**対象の文章**
□ □ □ □ □

「諌める」の意味と読み方とは?使い方や類語・対義語も例文解説

「諫める(いさめる)」とは、間違ったことを改めるようにと意見を述べることを意味します。主に目上の人に対して使う表現ですが、聞いたことはあるけれど使い方がよくわからないという人が多いかもしれません。

この記事では、「諫める」の意味と使い方を例文をまじえて解説します。あわせて類語・対義語と英語表現についても解説しています。

「諫める」の意味と読み方とは?

「諫める」の意味は”悪い行いなどを改めさせること”

「諫める」の意味は、“悪い行いや欠点、過ちなどについて指摘し、正しい道の在り方を示して改めさせること”です。

特に倫理的、道徳的に問題のある考え方や言動などが過剰となり、見過ごせないことへの忠告を行うことを「諫める」と表現します。

「諫める」の読み方は”いさめる”

「諫める」の読み方は“いさめる”です。「諫」の音読みは”かん”です。

「諫める」の使い方と例文とは?

「諫める」は主に目下から目上の人に対して使う

「諫める」は、主に目上の人に対して忠告を行うときに使う言葉です。目下の人や立場が同等の人に対して使っても誤用というわけではありませんが、目上の人に対する忠告行為に対して使われることが実際にも多いようです。

たとえば「部下が上司のハラスメント行為を諫める」などの使い方です。しかし、「母親が子どもを諫める」との使い方も誤用ではありません。

目上に対して使う「諫める」の例文

目下から目上に対して、あるいは主人や雇用者に対して使う「諫める」の例文を紹介します。

例文
  • 必要な時には諫めてくれる部下を持つことが管理職の質の向上につながる
  • 裸の王様にならないよう、権力者を諫める存在が必要だ
  • 天狗になっているタレントをマネージャーが諫めた

「諫める」の類語とは?

「諫める」と同じ意味の熟語”諫言”

「諫める」と同じ意味の熟語は“諫言(かんげん)”です。「諫める」と同じく、主に目上の人に対して使われます。

「上司に諫言する」「成功するリーダーには良い諫言役がいる」などと使われます。

目上の人に意見を述べる意味の「進言する」

「進言(しんげん)」とは、目上の人に対して意見を申し述べることを言います。「組織改革を進言する」などと用います。

「諫める」と「諫言」は悪い点に対して改善を忠告することですが、「進言」にはそのような前提はありません。「悪い点や過ちなどについて進言する」ことが「諫言する」ことであると説明できます。

考えや意見を提出する「提言する」

特に立場を問わず、意見や考えを提出することを「提言する」といいます。

「諫める・諫言する」は強く改善を求めるものであるため、批判的と捉えられるのを避けたい場合は中立的な表現である「提言する」を使うことができます。

助言的な指摘である「忠告する」

「忠告」とは、相手の悪いところを指摘して改めるように勧めること、あるいはその言葉を言います。相手のことを思う真心からの指摘や言葉であることがポイントです。

「諫める」も同じ意味を持ちますが、忠告は中立的な「アドバイス・助言」の意味もあるところが「諫める」との違いです。

たとえば生活習慣などについて「医師が患者に忠告する」という場合は、よりよくするための助言ですが、「医師が患者を諫める」とするときは、患者側が自分の意志によって不適切な生活習慣を続けている状態が前提となります。

目上が目下に使う類語「言い聞かせる・諭す」

□ □ □ □ □

**提供資料**

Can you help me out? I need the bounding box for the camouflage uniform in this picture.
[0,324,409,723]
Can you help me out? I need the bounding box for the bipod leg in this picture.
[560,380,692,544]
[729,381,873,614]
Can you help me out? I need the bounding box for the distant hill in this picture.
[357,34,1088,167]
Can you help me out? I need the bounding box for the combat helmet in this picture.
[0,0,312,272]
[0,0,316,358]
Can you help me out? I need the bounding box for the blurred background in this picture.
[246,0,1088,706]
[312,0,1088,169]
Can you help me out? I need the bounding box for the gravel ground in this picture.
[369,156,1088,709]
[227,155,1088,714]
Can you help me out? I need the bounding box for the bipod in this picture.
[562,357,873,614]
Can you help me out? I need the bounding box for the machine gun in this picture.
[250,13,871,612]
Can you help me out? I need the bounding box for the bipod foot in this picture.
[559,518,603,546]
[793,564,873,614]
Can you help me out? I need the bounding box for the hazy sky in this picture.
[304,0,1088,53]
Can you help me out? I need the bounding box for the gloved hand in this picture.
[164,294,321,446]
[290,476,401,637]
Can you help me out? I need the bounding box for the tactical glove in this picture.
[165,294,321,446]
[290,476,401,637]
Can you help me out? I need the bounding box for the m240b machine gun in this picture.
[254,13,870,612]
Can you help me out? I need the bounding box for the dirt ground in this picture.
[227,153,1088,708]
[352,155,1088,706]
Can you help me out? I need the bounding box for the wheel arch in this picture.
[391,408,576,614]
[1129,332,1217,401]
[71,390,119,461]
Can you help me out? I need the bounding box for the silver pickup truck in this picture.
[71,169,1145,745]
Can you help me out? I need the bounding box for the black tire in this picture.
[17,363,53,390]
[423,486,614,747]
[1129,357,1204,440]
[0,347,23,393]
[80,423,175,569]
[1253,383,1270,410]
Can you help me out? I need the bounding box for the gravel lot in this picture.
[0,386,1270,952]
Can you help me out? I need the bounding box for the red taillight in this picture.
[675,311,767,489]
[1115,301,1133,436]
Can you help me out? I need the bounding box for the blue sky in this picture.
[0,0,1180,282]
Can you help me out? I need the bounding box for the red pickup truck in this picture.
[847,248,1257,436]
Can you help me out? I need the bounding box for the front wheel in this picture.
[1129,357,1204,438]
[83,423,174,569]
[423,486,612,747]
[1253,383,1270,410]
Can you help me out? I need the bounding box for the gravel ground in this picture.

□ □ □ □ □

**要件**
対象の文章のうち、「特に立場を問わず、意見や考えを提出することを「提言する」といいます。」を含むところから始めて「ている状態が前提となります。」で終わる部分を、一字も変えずに書き写してください。 これらのエントリは対象の文章とは関係がありません。

**結果は以下**
特に立場を問わず、意見や考えを提出することを「提言する」といいます。

「諫める・諫言する」は強く改善を求めるものであるため、批判的と捉えられるのを避けたい場合は中立的な表現である「提言する」を使うことができます。

助言的な指摘である「忠告する」

「忠告」とは、相手の悪いところを指摘して改めるように勧めること、あるいはその言葉を言います。相手のことを思う真心からの指摘や言葉であることがポイントです。

「諫める」も同じ意味を持ちますが、忠告は中立的な「アドバイス・助言」の意味もあるところが「諫める」との違いです。

たとえば生活習慣などについて「医師が患者に忠告する」という場合は、よりよくするための助言ですが、「医師が患者を諫める」とするときは、患者側が自分の意志によって不適切な生活習慣を続けている状態が前提となります。